(Some items)
- - -
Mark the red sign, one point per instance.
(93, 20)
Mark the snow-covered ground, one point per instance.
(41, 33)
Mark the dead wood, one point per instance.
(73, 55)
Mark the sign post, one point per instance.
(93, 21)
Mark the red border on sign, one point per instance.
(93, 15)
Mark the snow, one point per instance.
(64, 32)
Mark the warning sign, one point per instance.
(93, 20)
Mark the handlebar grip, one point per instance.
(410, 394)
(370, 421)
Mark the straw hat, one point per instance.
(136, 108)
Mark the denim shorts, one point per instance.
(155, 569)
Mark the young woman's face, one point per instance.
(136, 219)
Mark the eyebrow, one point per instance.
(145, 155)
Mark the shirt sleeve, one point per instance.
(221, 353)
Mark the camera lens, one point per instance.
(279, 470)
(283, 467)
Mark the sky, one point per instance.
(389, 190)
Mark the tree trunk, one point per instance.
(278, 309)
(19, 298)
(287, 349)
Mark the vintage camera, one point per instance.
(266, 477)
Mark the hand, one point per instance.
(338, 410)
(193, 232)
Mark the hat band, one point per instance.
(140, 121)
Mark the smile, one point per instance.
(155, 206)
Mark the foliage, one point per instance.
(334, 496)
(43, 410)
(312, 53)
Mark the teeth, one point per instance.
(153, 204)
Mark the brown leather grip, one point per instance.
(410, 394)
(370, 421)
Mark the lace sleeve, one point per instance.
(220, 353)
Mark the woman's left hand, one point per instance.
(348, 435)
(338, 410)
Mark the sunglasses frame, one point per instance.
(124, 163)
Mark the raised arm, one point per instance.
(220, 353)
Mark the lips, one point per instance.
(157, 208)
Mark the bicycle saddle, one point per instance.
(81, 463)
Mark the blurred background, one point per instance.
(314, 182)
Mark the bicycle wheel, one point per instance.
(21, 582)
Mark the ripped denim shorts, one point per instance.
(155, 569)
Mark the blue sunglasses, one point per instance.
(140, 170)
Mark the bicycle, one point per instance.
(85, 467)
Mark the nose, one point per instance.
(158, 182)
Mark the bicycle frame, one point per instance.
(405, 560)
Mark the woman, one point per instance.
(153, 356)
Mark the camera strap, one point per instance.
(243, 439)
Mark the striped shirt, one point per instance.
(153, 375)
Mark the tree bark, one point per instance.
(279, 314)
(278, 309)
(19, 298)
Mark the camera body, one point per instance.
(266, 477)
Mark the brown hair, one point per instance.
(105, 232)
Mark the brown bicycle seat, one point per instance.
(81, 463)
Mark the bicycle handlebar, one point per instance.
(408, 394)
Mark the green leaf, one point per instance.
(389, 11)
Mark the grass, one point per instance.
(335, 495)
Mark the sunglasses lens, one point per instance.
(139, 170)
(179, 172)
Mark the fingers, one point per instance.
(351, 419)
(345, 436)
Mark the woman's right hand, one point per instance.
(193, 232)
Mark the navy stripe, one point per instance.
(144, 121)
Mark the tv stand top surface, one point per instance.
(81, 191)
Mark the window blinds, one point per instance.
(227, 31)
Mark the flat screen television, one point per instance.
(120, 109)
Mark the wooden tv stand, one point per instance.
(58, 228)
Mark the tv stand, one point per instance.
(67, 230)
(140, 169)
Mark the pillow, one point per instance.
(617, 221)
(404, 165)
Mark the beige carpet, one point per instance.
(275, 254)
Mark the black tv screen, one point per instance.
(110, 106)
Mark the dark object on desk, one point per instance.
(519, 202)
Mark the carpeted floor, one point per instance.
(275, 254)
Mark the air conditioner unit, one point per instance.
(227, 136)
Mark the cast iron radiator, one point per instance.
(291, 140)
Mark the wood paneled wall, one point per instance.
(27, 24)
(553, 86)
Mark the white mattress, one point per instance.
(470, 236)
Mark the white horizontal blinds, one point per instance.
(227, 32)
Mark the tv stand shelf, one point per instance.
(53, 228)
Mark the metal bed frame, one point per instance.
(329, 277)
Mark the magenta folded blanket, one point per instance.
- - -
#### [What you will do]
Rewrite every line, requests included, from the line containing "Mark the cast" through the end of the items, both ends included. Multiply each coordinate in the points by 1.35 and round it to a whole number, with halves rounded up.

#### [Solution]
Mark the cast iron radiator, one point per instance.
(393, 189)
Mark the wood paneled wall, one point per instance.
(36, 32)
(747, 116)
Mark the white mattress, one point per instance.
(635, 319)
Mark the white horizontal blinds, one point per instance.
(306, 43)
Mark the tv stand shelf, one point per instance.
(72, 308)
Mark the metal bed frame, one point per instance.
(444, 374)
Mark the magenta folded blanket, one point per instance.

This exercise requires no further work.